If you’re creating a new runner (execution stack) follow the docs under benchmark_runners/. If you’re adding a new benchmark dataset for an existing runner (e.g., CVDP), see src/datasets/builders/README.md for the builder workflow and required folder layout.

Note: results/ is its own git repository so teams can share benchmark data independently of the main codebase.

2. Create Python Environment

Use a dedicated virtual environment so poRTLe’s dependencies stay isolated:

python3 -m venv .venv
source .venv/bin/activate        # macOS/Linux
# .\.venv\Scripts\activate        # Windows PowerShell
pip install --upgrade pip
pip install -r requirements.txt

Reactivate .venv in every new shell and run deactivate when you are finished.

3. Set Up Results Directory

Copy the example results to initialize the results directory:

cp -r results_example/. results/

4. Launch the UI Shell

Start Streamlit to drive most workflows through the graphical interface:

streamlit run src/ui/portle_ui.py

Open http://localhost:8501 (the app may take a few seconds to load on first launch).

Tip: Most operations can be performed directly inside the UI instead of running Python scripts manually.

5. Run Benchmarks and View Results

Note: You must have your Docker daemon running in the background for this to work.

Collected data entries
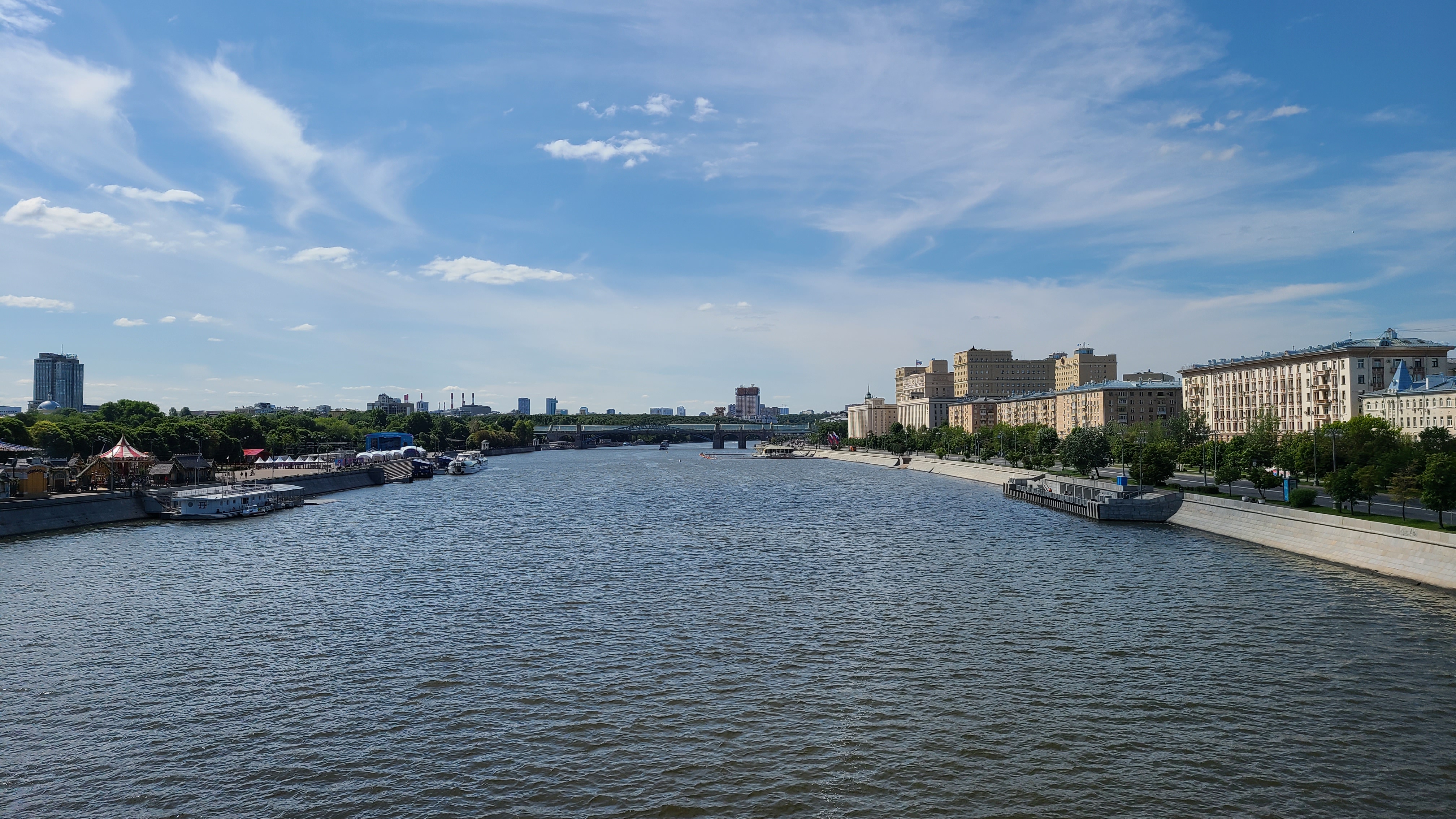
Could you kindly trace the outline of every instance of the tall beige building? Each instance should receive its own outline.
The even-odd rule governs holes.
[[[1176,382],[1099,380],[996,402],[1003,424],[1042,424],[1066,437],[1073,427],[1165,421],[1182,411]]]
[[[1053,358],[1019,360],[1010,350],[962,350],[955,361],[955,395],[1021,395],[1056,386]]]
[[[874,398],[865,393],[863,404],[846,408],[849,415],[849,437],[863,439],[890,433],[890,426],[895,423],[895,405],[885,404],[884,398]]]
[[[1117,356],[1096,356],[1091,347],[1077,347],[1070,356],[1053,358],[1057,389],[1082,386],[1098,380],[1117,380]]]
[[[1386,329],[1379,338],[1216,358],[1179,370],[1184,405],[1220,439],[1246,433],[1264,414],[1278,418],[1283,431],[1318,430],[1358,415],[1361,398],[1385,389],[1398,363],[1404,361],[1412,377],[1424,379],[1427,373],[1440,375],[1453,348]]]
[[[955,376],[943,358],[930,366],[895,369],[895,420],[906,427],[935,428],[951,417],[955,401]]]

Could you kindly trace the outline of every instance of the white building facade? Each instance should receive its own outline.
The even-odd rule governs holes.
[[[1217,358],[1179,372],[1184,411],[1203,417],[1223,440],[1246,433],[1264,415],[1274,415],[1281,431],[1318,430],[1361,414],[1364,396],[1385,389],[1398,366],[1420,379],[1440,375],[1452,350],[1386,329],[1379,338]]]

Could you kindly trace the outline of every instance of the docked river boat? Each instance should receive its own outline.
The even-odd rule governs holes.
[[[1070,512],[1093,520],[1142,520],[1162,523],[1178,513],[1182,493],[1124,487],[1061,475],[1012,478],[1002,494],[1038,506]]]
[[[485,469],[486,458],[479,450],[462,452],[450,459],[451,475],[475,475]]]

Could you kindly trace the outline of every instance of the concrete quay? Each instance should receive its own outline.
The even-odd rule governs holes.
[[[901,461],[894,455],[826,449],[817,450],[814,455],[875,466],[895,466]],[[1041,474],[994,463],[922,456],[910,456],[904,468],[997,485],[1005,485],[1010,478],[1029,478]],[[1376,574],[1414,580],[1440,589],[1456,589],[1456,533],[1452,532],[1431,532],[1374,520],[1335,517],[1302,509],[1206,497],[1195,493],[1184,494],[1182,506],[1168,522]]]

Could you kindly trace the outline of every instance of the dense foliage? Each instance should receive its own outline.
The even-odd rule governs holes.
[[[364,436],[408,431],[427,449],[459,449],[480,442],[492,447],[531,443],[533,423],[520,415],[450,417],[415,412],[387,415],[381,410],[348,411],[341,417],[307,412],[265,415],[194,415],[188,408],[163,412],[147,401],[112,401],[96,412],[63,410],[54,415],[23,412],[0,418],[0,440],[41,447],[47,456],[93,456],[122,436],[157,458],[201,452],[220,463],[237,463],[243,449],[296,455],[329,449],[358,449]]]

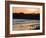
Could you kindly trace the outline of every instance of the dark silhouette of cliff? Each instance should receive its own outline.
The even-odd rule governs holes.
[[[13,19],[36,19],[36,20],[40,20],[40,14],[13,13]]]

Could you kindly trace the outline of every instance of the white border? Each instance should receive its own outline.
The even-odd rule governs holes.
[[[40,8],[40,30],[12,31],[12,7]],[[10,34],[39,33],[42,32],[42,6],[10,4]]]

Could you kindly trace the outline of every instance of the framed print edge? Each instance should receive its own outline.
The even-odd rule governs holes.
[[[42,33],[23,33],[23,34],[10,34],[10,4],[22,4],[22,5],[41,5],[43,7],[43,26]],[[45,34],[45,4],[35,2],[19,2],[19,1],[5,1],[5,37],[18,37],[18,36],[33,36]]]

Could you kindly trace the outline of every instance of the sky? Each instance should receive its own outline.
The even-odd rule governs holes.
[[[13,7],[13,13],[24,13],[24,14],[31,14],[31,13],[40,13],[40,8],[27,8],[27,7]]]

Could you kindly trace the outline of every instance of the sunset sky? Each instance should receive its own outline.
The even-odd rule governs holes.
[[[24,13],[24,14],[31,14],[31,13],[40,13],[40,8],[25,8],[25,7],[13,7],[13,13]]]

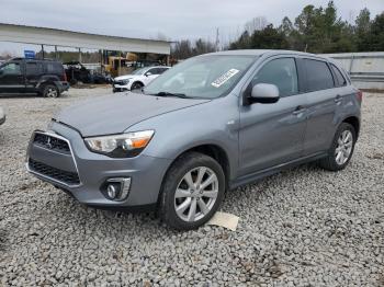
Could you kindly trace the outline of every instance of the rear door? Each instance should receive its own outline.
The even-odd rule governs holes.
[[[273,104],[240,106],[240,176],[295,160],[303,153],[306,95],[301,93],[295,58],[268,60],[251,85],[257,83],[275,84],[281,97]]]
[[[41,61],[29,60],[25,62],[25,84],[27,92],[34,92],[39,78],[44,73]]]
[[[304,154],[326,151],[335,135],[336,111],[341,95],[335,89],[330,66],[321,59],[301,59],[305,70],[305,91],[308,100]]]
[[[24,66],[22,61],[11,61],[0,67],[0,91],[22,92],[25,88]]]

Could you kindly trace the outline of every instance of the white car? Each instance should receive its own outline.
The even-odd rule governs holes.
[[[5,122],[5,112],[0,106],[0,125],[4,124],[4,122]]]
[[[113,92],[139,90],[169,68],[166,66],[145,67],[129,74],[116,77],[113,79]]]

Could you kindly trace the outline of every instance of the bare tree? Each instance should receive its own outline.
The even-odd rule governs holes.
[[[256,16],[246,23],[245,30],[249,35],[252,35],[255,31],[263,30],[267,25],[268,21],[266,16]]]

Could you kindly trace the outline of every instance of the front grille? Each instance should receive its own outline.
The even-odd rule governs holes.
[[[69,145],[67,141],[56,137],[52,137],[49,135],[35,134],[33,142],[37,146],[47,149],[56,150],[64,153],[70,153]]]
[[[30,169],[34,172],[37,172],[42,175],[48,176],[56,181],[63,182],[68,185],[80,184],[79,175],[76,172],[63,171],[53,167],[49,167],[45,163],[29,159]]]

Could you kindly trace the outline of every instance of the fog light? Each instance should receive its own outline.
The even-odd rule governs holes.
[[[106,193],[108,193],[108,196],[111,198],[111,199],[115,199],[116,196],[117,196],[117,188],[115,186],[115,184],[110,184],[108,187],[106,187]]]
[[[109,179],[106,181],[106,195],[109,199],[121,202],[125,200],[128,197],[131,177]]]

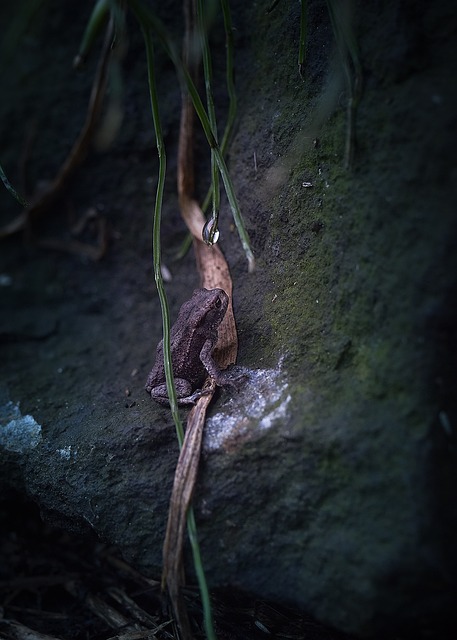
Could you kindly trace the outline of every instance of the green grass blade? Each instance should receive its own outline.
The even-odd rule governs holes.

CHECK YOUR UNDERSTANDING
a. Decide whether each statement agrees with the setup guide, answering yes or no and quoting the words of the guide that settle it: (i) The results/ directory is a separate git repository. (ii) The Streamlit app is opened at port 8080. (iii) The Docker daemon has to be running in order to run benchmarks.
b. From the setup guide, transcribe the stretch from "3. Set Up Results" through "on first launch).".
c. Answer from the setup guide:
(i) Which command copies the example results into the results directory?
(ii) Which file is passed to Streamlit to start the UI?
(iii) Which README describes the builder workflow for adding a benchmark dataset to an existing runner?
None of the entries are needed here.

SOLUTIONS IN ORDER
a.
(i) Yes: "results/ is its own git repository"
(ii) No: "Open http://localhost:8501"
(iii) Yes: "You must have your Docker daemon running in the background for this to work."

b.
3. Set Up Results Directory

Copy the example results to initialize the results directory:

cp -r results_example/. results/

4. Launch the UI Shell

Start Streamlit to drive most workflows through the graphical interface:

streamlit run src/ui/portle_ui.py

Open http://localhost:8501 (the app may take a few seconds to load on first launch).

c.
(i) cp -r results_example/. results/
(ii) src/ui/portle_ui.py
(iii) src/datasets/builders/README.md